■ EXCERPTED TEXT:
The current demand spurt is driven by Starlink. Possibly there will be one or two other constellations, but eventually the number of LEO comms satellites will saturate the market and/or will be regulated to stop the space junk chaos. At that point, actual build-out will cease and be replaced by a one-for-one upgrade strategy, replacing satellites with bigger newer satellites. I don't "see "thousands" of launches needed for this. Some new demand will need to evolve. If launch cost is radically lowered, maybe something like asteroid mining will become cost-effective.
”space junk chaos” is a troll. And besides, proper regulation would actually INCREASE the feasible megaconstellation size by making orbits safe enough to have higher satellite numerical density, and additional launches to clean up space debris could further increase launch demand.

Telecommunications is far more valuable than, say, platinum group metal mining will ever be.

■ TASKS:
1. Name every comparative adjective used in the text on satellite launch demand.
2. Print the text on satellite launch demand starting at "The current demand" and ending at "increase launch demand.".

■ RECORDED DATA:
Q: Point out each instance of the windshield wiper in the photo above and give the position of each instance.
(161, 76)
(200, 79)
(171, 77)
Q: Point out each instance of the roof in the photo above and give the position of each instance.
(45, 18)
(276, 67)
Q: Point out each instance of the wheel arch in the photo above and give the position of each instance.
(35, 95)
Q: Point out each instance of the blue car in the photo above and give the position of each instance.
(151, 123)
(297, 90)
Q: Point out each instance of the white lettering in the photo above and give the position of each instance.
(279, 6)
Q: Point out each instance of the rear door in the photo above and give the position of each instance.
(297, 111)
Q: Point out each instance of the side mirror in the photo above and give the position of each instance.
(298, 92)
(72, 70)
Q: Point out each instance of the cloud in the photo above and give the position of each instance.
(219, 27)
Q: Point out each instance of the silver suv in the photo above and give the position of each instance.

■ RESULTS:
1. bigger, newer, higher, more valuable

2.
The current demand spurt is driven by Starlink. Possibly there will be one or two other constellations, but eventually the number of LEO comms satellites will saturate the market and/or will be regulated to stop the space junk chaos. At that point, actual build-out will cease and be replaced by a one-for-one upgrade strategy, replacing satellites with bigger newer satellites. I don't "see "thousands" of launches needed for this. Some new demand will need to evolve. If launch cost is radically lowered, maybe something like asteroid mining will become cost-effective.
”space junk chaos” is a troll. And besides, proper regulation would actually INCREASE the feasible megaconstellation size by making orbits safe enough to have higher satellite numerical density, and additional launches to clean up space debris could further increase launch demand.